= Exercise =
Return all of the material that follows, keeping each line exactly as it is.

= Material provided =

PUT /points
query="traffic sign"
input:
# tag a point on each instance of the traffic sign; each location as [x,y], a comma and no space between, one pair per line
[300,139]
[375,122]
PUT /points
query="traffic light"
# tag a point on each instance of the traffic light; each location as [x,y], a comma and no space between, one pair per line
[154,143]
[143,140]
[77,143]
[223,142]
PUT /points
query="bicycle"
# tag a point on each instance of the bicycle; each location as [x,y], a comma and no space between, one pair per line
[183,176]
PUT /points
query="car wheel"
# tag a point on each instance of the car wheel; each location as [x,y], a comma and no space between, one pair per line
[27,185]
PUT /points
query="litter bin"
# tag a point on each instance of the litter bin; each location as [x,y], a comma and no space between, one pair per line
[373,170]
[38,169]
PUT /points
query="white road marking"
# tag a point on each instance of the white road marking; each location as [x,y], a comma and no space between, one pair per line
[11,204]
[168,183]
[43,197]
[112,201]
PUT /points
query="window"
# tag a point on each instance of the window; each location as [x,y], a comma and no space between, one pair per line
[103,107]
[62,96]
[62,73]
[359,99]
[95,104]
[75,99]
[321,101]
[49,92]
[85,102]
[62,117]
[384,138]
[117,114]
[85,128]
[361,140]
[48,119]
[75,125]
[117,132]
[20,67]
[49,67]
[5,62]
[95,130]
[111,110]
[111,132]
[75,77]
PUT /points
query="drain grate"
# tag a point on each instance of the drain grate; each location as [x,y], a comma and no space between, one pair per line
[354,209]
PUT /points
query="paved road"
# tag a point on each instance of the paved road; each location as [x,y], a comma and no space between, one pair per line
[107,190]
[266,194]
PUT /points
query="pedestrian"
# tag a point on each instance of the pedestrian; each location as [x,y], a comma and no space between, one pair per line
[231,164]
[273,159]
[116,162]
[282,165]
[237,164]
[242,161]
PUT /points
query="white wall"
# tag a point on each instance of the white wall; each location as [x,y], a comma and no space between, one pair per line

= Task solution =
PUT /points
query="traffic sign"
input:
# tag a point on each instance of the traffic sign; each location as [x,y], a comma and no space between, one pair per line
[300,139]
[375,122]
PUT /points
query="traffic light"
# tag a point on each instance of the traffic light; each location as [x,y], a comma and no space between, one pair per line
[154,143]
[143,140]
[77,143]
[223,142]
PUT /points
query="bicycle"
# tag a point on each instance of the bicycle; each location as [x,y], a comma and no space between, one pair per line
[183,176]
PUT /points
query="car wheel"
# tag a point on each instance of the car wheel; each location as [x,y], a comma and no space between, one pair per line
[27,185]
PUT /points
query="litter bin"
# tag a point on each instance of the litter bin; each location as [x,y], a comma and no space between, one pair per line
[373,170]
[38,169]
PUT /points
query="white road marking"
# tag a point on each instance of the white road marking; each location as [x,y], a comma and no space between, one pair per line
[11,204]
[168,183]
[43,197]
[112,201]
PUT /points
query="window"
# tag a point on each instance of the window; each location as [x,y], a comma and no space between, one pair per line
[103,107]
[62,96]
[62,73]
[359,99]
[95,104]
[75,99]
[321,101]
[49,92]
[85,102]
[62,117]
[384,138]
[117,114]
[85,128]
[361,140]
[48,119]
[75,125]
[117,132]
[20,67]
[49,67]
[5,62]
[95,130]
[111,110]
[111,132]
[75,77]
PUT /points
query="drain grate"
# tag a point on each instance of the drain grate; each location as [x,y], a comma and no space between, one pair per line
[354,209]
PUT /points
query="paved road"
# tag a point on each instance of the paved road; each location as [x,y], a comma and no space between, one pair per line
[107,190]
[266,194]
PUT /points
query="pedestrian"
# tag a point on each instance of the pedestrian; each location as [x,y], a comma and no space between, one pair per line
[231,164]
[273,159]
[116,162]
[282,165]
[237,164]
[242,161]
PUT /points
query="white wall"
# tag a point on each instance of the white wall; each location as [x,y], a comma and no space between, one pair per line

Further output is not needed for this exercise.